══ MATERIAL SUPPLIED ══
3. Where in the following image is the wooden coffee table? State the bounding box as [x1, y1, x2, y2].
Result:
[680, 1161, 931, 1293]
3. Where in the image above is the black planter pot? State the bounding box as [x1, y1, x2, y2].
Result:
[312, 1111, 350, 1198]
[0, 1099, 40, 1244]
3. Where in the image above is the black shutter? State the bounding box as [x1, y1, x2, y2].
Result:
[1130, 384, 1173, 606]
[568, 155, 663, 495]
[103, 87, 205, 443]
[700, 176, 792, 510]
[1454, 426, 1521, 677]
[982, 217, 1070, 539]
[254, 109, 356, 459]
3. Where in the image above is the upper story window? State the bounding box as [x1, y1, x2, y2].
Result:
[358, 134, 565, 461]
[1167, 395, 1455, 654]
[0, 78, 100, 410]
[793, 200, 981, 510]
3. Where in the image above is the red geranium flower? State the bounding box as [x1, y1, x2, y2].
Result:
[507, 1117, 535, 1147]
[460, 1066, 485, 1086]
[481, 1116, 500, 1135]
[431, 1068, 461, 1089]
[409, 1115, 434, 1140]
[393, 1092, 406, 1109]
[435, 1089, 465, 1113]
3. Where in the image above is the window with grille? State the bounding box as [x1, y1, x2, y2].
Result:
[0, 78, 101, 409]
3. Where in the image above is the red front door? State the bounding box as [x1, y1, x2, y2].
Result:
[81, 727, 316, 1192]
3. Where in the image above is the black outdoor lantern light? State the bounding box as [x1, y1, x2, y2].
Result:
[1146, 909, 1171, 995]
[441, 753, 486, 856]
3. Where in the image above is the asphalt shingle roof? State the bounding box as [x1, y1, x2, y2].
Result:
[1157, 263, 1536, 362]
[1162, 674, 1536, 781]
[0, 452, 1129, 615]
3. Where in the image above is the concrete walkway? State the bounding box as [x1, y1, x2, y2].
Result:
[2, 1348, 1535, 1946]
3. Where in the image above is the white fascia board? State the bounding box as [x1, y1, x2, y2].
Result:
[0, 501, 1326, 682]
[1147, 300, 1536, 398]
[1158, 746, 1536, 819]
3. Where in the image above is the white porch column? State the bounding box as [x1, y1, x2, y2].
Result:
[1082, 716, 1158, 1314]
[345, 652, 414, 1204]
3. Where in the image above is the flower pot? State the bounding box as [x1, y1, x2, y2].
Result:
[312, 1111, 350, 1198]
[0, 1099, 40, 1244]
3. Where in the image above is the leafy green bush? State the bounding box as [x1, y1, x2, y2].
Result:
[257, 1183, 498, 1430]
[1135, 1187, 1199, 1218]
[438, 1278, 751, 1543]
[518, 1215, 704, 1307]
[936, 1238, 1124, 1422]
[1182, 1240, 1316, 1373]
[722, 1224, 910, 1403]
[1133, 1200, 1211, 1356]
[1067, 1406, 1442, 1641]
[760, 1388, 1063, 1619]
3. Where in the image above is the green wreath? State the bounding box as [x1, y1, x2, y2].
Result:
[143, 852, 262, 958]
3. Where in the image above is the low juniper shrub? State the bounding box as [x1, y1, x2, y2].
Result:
═══
◆ **ACTION ITEM**:
Copy, exactly and only, the lines above that begin with the one containing "3. Where in the image above is the flower" and finish with the one containing "3. Where in the image above is the leafy".

◆ **RESPONSE**:
3. Where in the image above is the flower pot? State the bounding box as [x1, y1, x2, y2].
Result:
[312, 1111, 350, 1198]
[0, 1099, 40, 1244]
3. Where in the image above is the leafy green bush? State the bounding box as [x1, y1, x2, y2].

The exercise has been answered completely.